EXERCISE GOAL | Your task is to repeat the entries exactly from their first line through the line with "Phrase: green vegetation", and to stop there.

(Point localization data)
........

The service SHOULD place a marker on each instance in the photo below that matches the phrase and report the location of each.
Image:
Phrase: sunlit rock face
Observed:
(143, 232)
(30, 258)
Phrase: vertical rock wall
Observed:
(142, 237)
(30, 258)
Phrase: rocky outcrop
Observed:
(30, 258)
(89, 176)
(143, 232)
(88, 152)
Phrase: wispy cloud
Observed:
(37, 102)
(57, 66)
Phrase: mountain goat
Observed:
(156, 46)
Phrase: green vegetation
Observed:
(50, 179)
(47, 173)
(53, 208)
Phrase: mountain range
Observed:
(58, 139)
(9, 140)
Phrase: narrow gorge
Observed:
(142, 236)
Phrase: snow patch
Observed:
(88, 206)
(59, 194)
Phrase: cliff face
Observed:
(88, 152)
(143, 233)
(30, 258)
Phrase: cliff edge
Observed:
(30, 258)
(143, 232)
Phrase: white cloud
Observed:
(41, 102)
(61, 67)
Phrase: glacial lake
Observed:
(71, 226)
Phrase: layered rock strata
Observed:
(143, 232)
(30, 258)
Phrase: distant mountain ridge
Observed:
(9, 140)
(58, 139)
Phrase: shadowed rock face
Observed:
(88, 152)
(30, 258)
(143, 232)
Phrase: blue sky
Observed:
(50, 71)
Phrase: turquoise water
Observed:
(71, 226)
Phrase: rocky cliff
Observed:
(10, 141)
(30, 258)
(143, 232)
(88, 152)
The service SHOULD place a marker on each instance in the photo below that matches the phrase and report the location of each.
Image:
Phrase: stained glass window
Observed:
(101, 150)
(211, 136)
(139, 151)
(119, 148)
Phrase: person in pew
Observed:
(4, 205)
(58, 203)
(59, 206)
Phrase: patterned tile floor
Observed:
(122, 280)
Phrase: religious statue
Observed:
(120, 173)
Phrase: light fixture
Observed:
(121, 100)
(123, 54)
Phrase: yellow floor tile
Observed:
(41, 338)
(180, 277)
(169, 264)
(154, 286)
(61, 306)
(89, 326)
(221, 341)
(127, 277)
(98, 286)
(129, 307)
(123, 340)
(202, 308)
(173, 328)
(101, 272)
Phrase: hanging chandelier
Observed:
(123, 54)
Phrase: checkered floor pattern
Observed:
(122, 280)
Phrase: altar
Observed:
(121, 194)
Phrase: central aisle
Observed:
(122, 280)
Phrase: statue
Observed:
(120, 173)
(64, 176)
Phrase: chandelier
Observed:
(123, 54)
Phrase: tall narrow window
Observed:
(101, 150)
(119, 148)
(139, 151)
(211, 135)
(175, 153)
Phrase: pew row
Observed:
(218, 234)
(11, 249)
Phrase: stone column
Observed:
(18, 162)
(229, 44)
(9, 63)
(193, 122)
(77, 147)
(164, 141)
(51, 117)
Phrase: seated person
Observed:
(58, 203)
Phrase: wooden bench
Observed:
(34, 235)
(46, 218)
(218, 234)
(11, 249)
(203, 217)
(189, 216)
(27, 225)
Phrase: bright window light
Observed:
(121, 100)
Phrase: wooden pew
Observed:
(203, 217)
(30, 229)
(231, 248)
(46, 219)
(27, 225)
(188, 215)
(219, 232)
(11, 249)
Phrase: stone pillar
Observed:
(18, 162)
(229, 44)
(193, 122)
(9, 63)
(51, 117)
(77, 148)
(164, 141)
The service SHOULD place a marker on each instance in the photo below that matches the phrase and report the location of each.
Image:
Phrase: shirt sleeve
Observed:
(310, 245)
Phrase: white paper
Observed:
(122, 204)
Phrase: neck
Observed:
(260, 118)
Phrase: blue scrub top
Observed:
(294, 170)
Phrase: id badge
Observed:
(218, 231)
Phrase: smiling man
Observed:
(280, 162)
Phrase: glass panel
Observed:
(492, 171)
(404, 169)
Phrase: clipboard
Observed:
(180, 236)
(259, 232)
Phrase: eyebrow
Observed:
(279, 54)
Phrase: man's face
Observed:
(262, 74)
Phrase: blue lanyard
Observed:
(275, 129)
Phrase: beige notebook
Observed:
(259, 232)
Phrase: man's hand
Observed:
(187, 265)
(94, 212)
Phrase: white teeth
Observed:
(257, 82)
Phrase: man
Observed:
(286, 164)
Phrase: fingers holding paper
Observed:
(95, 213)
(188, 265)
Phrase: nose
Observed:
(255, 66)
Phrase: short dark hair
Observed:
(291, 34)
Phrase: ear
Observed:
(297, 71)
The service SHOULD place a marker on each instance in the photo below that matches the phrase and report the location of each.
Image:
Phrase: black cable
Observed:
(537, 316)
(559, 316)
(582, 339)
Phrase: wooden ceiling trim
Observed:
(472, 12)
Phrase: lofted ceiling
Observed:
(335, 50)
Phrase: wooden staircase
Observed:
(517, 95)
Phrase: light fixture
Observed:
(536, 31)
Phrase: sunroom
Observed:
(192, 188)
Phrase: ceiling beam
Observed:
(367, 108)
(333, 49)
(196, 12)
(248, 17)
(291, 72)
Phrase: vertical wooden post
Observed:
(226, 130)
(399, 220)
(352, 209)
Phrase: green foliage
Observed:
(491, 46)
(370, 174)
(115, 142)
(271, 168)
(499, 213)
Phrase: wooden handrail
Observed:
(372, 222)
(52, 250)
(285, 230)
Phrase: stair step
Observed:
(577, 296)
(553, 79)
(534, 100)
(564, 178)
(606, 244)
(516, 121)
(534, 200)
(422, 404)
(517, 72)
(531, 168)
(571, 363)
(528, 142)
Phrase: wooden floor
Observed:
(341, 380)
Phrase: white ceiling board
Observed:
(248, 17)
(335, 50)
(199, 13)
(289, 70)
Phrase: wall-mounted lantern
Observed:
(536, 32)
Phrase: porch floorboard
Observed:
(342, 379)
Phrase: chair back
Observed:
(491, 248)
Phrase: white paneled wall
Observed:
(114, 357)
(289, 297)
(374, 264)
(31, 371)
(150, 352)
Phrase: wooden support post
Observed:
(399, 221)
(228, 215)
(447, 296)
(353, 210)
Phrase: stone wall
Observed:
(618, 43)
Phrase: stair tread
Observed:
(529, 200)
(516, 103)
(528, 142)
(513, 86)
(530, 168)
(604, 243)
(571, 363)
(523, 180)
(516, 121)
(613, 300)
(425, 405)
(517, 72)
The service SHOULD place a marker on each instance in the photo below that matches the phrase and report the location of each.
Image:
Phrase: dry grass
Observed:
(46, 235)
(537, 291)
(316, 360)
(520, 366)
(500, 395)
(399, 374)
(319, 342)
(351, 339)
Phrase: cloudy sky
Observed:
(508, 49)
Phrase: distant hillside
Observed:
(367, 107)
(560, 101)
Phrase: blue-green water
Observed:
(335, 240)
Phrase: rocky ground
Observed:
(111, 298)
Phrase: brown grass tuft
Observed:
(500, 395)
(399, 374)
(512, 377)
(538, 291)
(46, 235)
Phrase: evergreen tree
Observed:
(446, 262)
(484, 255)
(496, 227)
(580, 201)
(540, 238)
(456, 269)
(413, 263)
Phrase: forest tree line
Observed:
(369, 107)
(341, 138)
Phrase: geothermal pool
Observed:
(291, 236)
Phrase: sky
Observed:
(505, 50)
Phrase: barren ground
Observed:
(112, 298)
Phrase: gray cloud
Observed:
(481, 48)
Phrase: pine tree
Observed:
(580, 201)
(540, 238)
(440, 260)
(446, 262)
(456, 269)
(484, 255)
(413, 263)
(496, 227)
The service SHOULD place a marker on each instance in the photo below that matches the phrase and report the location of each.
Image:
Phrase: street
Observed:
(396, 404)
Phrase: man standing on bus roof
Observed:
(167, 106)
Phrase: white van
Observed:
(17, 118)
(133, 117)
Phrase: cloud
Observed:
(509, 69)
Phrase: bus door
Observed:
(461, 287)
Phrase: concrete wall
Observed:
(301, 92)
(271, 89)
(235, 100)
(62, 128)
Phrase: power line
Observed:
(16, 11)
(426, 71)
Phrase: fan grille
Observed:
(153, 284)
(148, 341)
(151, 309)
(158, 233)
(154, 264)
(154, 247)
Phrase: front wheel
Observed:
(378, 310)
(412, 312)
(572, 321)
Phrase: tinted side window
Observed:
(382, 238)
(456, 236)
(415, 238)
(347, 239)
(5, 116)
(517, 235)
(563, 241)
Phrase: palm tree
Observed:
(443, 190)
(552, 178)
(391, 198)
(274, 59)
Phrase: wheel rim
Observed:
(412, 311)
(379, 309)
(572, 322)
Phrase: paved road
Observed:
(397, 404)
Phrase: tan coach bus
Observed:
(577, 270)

........

OUTPUT BELOW |
The service SHOULD place a marker on each instance in the photo below that matches the phrase and report the location of each.
Image:
Phrase: sunlit rock face
Observed:
(143, 232)
(30, 258)
Phrase: vertical rock wall
Observed:
(142, 237)
(30, 258)
Phrase: rocky outcrop
Observed:
(30, 258)
(89, 176)
(143, 232)
(88, 152)
Phrase: wispy cloud
Observed:
(37, 102)
(57, 66)
Phrase: mountain goat
Observed:
(156, 46)
Phrase: green vegetation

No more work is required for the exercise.